_DIRECTIONS_
1. From the passage on Alabama's ACT results, copy the stretch from "The problem, of" through "college need remediation." word for word.
2. Decide whether each statement agrees with the passage on Alabama's ACT results. Answer yes or no for each, and quote the words from the passage that settle it. (a) In 2015, 16 percent of Alabama students graduated ready for college-level coursework in English, math, reading, and science. (b) Forty percent of Alabama public-school graduates who attend college need remediation. (c) The more than two dozen high schools mentioned had a combined graduation rate of 83 percent.

_DOCUMENT TEXT_

☆ ☆ ☆ ☆ ☆ ☆ ☆

The problem, of course, is that Alabama has seen nothing remotely similar occur with regard to scholastic achievement, which remains among the worst of the worst in the United States.

Consider the results of the ACT. The ACT defines college readiness as “about a 75 percent chance of obtaining a C or higher in the corresponding credit-bearing college courses . . . based on the actual performance of students in college.” In an era of grade inflation, a grade of C in a first-year college course is not a very high benchmark. Yet, the percentage of Alabama students who graduated ready for college-level coursework in English, math, reading, and science was a mere 16 percent in 2015, down from 18 percent in 2011. The national average was 28 percent.

It is no wonder, then, that 32 percent of Alabama public-school graduates who attend college need remediation.

Consider the results of the ACT Plan, an assessment (now the ACT Aspire) taken bytenth-graders that predicts success on the ACT. Assuming that the ACT Plan scores are representative of upperclassmen, more than two dozen high schools in Alabama — with a combined graduation rate of 83 percent — could have graduated a group of students without a single one of those graduates being college-ready.

☆ ☆ ☆ ☆ ☆ ☆ ☆

_EXTRACTED ENTRIES_
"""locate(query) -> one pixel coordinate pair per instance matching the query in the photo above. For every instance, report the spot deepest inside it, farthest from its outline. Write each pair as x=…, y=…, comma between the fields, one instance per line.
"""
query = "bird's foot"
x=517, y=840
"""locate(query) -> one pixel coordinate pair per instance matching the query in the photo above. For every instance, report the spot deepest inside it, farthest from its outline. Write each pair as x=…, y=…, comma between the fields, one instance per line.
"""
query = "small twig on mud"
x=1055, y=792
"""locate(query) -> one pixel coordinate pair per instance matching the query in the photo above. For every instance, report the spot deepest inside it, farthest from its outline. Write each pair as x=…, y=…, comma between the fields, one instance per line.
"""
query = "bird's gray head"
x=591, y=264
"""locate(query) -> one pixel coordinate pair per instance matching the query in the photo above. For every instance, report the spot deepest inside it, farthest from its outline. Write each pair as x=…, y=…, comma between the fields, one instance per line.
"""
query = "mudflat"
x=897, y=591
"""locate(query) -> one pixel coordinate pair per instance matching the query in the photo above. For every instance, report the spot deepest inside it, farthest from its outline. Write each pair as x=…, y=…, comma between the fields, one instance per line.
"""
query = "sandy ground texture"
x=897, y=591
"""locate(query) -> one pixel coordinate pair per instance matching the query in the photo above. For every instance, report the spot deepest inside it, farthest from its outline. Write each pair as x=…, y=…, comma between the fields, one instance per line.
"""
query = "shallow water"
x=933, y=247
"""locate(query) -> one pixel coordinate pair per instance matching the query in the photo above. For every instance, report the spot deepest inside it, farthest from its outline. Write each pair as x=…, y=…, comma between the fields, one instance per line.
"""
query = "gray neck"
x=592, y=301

☆ ☆ ☆ ☆ ☆ ☆ ☆

_THE RESULTS_
1.
The problem, of course, is that Alabama has seen nothing remotely similar occur with regard to scholastic achievement, which remains among the worst of the worst in the United States.

Consider the results of the ACT. The ACT defines college readiness as “about a 75 percent chance of obtaining a C or higher in the corresponding credit-bearing college courses . . . based on the actual performance of students in college.” In an era of grade inflation, a grade of C in a first-year college course is not a very high benchmark. Yet, the percentage of Alabama students who graduated ready for college-level coursework in English, math, reading, and science was a mere 16 percent in 2015, down from 18 percent in 2011. The national average was 28 percent.

It is no wonder, then, that 32 percent of Alabama public-school graduates who attend college need remediation.

2.
(a) Yes: "was a mere 16 percent in 2015"
(b) No: "32 percent of Alabama public-school graduates who attend college need remediation"
(c) Yes: "with a combined graduation rate of 83 percent"